文書の抜粋 —
+===+
院長コラム

2020.06.25

新型コロナ感染症と飛沫感染

最近また新型コロナウイルスの感染者のクラスターが問題になっているようです。夜のお店とカラオケが感染源になっているようですが、共通点は飛沫です。飛沫の中にウイルスが多く含まれていることは以前から知られていることです。不特定多数の方がマスクもしないで、フィジカルディスタンシングとしての距離を取らない環境で飛沫を飛ばしていれば感染するリスクが高いことが証明されたことになりました。欧米では2mと言われている距離も、ハグやキスの習慣がない日本では、お互いにマスクをしていれば1mでも良いと言われていることを考え、新しい生活様式を構築していく必要がありそうです。不飲食店やカラオケ店の中ではしっかり対策をしているところもありますから、こういう報道があることで全てがダメと思われてしまうことに落胆する関係者も多いと思いますので、提供する側も使用する側も気をつける必要があるようです。そう考えるとマスクをすることもなく、距離も取っていない家庭内の感染が心配になりるかと思います。
最近、新型コロナウイルスの家庭内感染率に関する研究結果が医学誌のランセット(The Lancet)に発表されました。中国と米国の研究者は、新型コロナウイルス感染症患者350人と濃厚接触者約2000人に関するデータを研究した結果、同居していない相手にウイルスが感染する確率は平均2.4%なのに対し、同居者の場合は17.1%と約7倍に跳ね上がることが分かりました。また、家庭内感染が起こる確率は60歳以上で最も高く、20歳以下で最も低かったと報告されています。そして、無症状の感染者から家族や同居人への感染率が39%と、発症後に比べて非常に高いことも分かりました。
これらのことから、飲食店やカラオケ店で感染しても、症状がないので自宅でケアしないで生活することで家族に感染を広げてしまうリスクは低くないというこが予想できます。飲食店やカラオケ店など飛沫が飛び交うような環境には注意し、ご家庭に感染症を持ち込まないようにしましょう。今回カラオケ店で感染したのは高齢の方が多かったようでしたが…。
+===+
提供情報 —

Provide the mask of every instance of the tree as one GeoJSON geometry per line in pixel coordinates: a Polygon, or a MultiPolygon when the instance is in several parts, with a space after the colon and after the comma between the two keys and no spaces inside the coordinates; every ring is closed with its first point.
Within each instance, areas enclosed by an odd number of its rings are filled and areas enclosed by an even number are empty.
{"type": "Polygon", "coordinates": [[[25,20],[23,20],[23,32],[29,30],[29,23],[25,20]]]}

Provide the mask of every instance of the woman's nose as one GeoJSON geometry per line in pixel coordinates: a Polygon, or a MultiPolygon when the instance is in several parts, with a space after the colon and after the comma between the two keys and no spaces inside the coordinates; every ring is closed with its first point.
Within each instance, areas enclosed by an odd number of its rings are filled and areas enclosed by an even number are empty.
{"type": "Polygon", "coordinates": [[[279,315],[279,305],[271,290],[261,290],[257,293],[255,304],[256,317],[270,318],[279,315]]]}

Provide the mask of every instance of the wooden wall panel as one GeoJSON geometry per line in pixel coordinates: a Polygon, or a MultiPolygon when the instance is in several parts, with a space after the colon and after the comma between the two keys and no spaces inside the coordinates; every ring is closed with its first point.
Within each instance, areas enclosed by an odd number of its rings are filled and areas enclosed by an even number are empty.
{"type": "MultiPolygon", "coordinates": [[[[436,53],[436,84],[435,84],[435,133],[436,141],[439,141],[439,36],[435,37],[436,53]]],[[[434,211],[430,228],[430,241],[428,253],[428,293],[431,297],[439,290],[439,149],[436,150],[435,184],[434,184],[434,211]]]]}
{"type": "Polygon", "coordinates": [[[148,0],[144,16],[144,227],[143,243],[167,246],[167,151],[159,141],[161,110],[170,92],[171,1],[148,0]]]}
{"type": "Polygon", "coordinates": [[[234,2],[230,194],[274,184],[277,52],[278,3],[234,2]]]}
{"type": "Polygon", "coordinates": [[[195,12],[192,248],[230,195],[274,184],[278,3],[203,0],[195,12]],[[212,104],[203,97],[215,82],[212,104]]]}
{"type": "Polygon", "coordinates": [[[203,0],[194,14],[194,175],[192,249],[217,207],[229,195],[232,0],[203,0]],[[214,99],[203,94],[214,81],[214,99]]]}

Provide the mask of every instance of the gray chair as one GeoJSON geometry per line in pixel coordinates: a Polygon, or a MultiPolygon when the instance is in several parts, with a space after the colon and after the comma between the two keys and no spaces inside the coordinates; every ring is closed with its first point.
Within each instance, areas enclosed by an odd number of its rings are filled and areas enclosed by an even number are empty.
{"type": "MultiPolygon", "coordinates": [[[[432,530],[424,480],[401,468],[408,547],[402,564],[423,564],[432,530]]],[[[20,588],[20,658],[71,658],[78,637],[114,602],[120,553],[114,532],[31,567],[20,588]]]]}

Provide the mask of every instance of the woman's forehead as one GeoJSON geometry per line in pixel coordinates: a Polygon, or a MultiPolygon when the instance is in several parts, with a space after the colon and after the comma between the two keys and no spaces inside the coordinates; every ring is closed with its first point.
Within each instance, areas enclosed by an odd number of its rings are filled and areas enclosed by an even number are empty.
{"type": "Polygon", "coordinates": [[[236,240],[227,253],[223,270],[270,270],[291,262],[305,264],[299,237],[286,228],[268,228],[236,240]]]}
+===+
課題の内容 —
院長コラムについて答えてください。
1. 日本では、お互いにマスクをしていれば何メートルの距離でも良いと言われていますか?
2. 同居者の場合、ウイルスが感染する確率は何%でしたか?
3. 今回カラオケ店で感染したのは、どのような方が多かったようですか?

記述解答 —
1. 1m
2. 17.1%
3. 高齢の方